Do this. Copy every one of the entries below line for line, leaving the pictures out.

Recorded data
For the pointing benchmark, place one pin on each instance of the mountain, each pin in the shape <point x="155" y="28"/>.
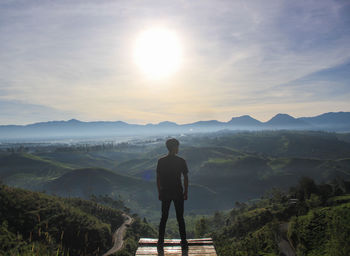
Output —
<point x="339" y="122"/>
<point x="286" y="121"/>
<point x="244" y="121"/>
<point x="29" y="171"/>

Output for this task.
For the pointing benchmark, place one pin on each instance of the mountain, each pin in the shape <point x="155" y="28"/>.
Output —
<point x="339" y="122"/>
<point x="286" y="121"/>
<point x="244" y="121"/>
<point x="29" y="171"/>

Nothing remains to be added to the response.